## Goal
List every line of the listing below that contains the string "woman".

## Rows
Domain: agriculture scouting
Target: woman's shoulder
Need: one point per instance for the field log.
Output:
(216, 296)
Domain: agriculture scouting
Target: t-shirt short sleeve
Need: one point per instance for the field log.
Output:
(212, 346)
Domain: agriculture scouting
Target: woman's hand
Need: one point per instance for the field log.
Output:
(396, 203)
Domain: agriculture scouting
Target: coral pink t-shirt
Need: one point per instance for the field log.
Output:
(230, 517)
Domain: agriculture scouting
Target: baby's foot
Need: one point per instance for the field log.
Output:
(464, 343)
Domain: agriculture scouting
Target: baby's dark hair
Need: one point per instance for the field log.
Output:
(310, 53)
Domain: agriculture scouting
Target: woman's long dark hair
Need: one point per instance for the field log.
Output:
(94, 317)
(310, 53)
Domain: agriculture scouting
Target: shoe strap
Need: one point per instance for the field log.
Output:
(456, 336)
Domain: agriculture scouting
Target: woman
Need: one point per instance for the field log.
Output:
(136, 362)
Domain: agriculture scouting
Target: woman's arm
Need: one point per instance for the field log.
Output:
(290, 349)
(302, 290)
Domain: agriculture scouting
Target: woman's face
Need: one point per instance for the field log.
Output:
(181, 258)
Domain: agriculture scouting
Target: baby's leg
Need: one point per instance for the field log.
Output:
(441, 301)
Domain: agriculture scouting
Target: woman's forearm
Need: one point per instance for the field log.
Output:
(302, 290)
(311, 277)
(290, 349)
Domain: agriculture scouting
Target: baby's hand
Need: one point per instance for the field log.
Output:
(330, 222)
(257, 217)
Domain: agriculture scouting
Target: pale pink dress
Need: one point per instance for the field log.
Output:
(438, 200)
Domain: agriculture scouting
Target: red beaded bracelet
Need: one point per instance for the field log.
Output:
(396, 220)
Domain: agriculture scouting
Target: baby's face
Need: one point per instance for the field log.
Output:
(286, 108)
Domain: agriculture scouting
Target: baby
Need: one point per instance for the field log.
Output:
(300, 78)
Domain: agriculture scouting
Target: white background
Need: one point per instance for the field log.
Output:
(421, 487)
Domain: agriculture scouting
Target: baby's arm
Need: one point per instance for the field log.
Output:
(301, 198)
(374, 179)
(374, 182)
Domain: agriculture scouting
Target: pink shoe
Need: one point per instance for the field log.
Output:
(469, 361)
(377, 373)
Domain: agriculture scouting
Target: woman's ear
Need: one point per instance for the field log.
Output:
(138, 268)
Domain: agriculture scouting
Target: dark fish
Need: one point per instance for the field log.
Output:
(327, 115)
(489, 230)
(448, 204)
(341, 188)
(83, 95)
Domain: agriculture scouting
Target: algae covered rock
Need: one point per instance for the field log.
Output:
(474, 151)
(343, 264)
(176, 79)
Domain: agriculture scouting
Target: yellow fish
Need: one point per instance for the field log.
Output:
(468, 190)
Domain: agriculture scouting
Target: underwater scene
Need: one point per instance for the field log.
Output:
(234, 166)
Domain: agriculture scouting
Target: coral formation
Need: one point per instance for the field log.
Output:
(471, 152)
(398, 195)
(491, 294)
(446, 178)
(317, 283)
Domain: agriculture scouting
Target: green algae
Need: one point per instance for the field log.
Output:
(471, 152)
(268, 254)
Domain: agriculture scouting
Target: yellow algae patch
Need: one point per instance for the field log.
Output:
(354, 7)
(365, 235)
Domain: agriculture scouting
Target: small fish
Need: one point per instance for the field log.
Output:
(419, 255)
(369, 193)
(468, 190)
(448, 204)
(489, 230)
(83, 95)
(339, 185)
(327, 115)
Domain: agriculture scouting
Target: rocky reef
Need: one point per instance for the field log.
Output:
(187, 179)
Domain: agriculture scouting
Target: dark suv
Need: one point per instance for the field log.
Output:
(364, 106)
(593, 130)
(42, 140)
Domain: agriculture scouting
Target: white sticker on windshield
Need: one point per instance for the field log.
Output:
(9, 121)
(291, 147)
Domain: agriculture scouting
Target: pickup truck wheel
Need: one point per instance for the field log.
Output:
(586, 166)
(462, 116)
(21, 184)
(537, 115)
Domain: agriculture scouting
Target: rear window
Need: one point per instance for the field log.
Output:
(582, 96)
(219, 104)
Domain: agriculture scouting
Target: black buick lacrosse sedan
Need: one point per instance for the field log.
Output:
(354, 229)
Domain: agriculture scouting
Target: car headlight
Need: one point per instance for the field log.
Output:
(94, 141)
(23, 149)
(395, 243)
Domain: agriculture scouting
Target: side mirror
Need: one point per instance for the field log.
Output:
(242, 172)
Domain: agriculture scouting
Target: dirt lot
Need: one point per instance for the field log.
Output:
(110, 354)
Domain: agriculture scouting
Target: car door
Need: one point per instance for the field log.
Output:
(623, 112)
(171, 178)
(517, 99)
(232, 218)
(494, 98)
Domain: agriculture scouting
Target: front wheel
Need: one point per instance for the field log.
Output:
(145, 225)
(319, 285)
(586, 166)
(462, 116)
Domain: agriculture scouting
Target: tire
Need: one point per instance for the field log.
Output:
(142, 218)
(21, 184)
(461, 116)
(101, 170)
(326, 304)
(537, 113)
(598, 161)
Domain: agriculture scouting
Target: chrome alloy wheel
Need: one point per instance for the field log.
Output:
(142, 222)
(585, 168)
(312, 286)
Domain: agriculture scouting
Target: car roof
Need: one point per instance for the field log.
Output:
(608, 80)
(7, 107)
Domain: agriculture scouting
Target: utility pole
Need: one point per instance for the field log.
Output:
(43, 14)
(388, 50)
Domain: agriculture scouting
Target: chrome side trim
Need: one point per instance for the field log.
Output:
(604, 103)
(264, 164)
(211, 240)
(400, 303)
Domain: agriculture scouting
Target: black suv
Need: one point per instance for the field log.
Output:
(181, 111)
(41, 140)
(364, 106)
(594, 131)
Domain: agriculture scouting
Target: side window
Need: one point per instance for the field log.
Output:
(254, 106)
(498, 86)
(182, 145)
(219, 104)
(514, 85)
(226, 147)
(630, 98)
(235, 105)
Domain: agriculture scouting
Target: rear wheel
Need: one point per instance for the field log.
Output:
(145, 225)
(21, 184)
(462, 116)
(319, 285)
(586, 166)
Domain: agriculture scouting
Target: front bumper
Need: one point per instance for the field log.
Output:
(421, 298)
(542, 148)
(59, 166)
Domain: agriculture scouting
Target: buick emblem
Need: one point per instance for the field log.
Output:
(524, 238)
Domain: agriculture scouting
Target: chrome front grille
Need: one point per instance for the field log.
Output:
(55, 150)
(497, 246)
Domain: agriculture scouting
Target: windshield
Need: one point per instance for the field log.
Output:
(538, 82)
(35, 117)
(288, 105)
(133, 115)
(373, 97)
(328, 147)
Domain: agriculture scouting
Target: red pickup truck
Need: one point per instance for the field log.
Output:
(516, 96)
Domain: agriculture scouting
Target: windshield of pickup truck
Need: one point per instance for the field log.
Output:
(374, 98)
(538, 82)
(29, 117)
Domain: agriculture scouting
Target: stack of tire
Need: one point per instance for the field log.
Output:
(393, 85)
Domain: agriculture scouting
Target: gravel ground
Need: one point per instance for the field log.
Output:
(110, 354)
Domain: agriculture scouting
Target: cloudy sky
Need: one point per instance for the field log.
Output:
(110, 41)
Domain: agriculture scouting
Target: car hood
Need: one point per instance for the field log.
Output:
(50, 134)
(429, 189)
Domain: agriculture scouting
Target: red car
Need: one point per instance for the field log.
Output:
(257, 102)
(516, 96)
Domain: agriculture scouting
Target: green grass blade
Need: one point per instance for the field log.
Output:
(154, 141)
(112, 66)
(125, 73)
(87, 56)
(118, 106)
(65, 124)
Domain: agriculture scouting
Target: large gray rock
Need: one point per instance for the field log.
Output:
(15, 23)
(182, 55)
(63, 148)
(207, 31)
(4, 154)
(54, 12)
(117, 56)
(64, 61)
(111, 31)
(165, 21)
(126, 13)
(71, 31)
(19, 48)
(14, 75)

## Full response
Target: woman's shoulder
Target: woman's hand
Target: woman's long dark hair
Target: woman
Target: woman's arm
Target: woman's face
Target: woman's forearm
Target: woman's ear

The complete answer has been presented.